Data listing.
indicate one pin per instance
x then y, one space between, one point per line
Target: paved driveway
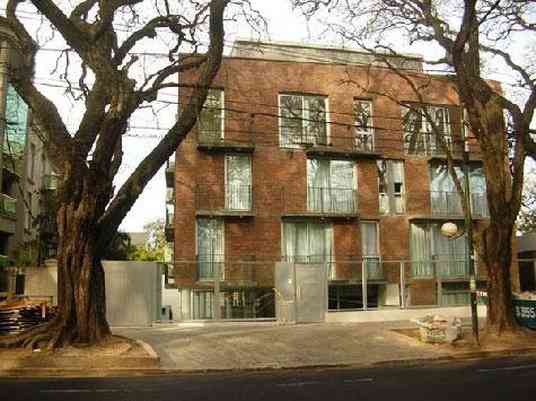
215 346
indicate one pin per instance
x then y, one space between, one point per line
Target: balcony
231 201
452 267
427 144
8 206
321 202
240 141
170 222
449 204
358 145
351 271
236 273
170 172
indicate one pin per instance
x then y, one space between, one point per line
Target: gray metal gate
301 292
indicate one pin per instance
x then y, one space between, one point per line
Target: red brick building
314 155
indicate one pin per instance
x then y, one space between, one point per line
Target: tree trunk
498 258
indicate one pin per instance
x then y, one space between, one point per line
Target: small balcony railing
449 203
238 197
331 200
170 172
211 266
8 205
228 198
447 267
428 144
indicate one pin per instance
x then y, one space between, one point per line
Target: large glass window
331 186
433 254
238 182
446 200
419 136
17 121
370 250
210 248
391 186
211 119
363 128
307 242
303 120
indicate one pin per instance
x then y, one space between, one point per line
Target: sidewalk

Written request. Copy every line above word for word, leaving out the picture.

Result for this task.
indicate one pin per instance
x then y, one space between, one point per line
Target: paved driveway
215 346
indicate one pin per instance
x then y, one space between, one point per line
Target: balcony
231 201
452 267
427 144
8 206
321 202
240 141
170 222
449 204
358 145
351 271
236 273
170 172
indicate one pin per instance
x then y, one space between, one point per line
Target: gray metal gate
301 292
indicate one pin per instance
x then y, one space between, one point per line
Target: red brick building
314 155
indicate one pin per instance
x then y, one space between, one point per line
Target: tree trunk
498 258
indicate one pin per instance
x then y, one space between, one point per line
Target: small balcony railing
449 203
238 197
331 200
170 172
211 266
8 205
228 198
447 267
428 144
indicate one pin per instance
x then y, one space between, one point per line
Target: large glass window
331 186
433 254
238 182
446 200
419 136
17 121
370 250
210 248
391 186
211 119
363 128
307 242
303 120
indicate one pin per instance
x then y, one space between, one point per line
Target: sidewalk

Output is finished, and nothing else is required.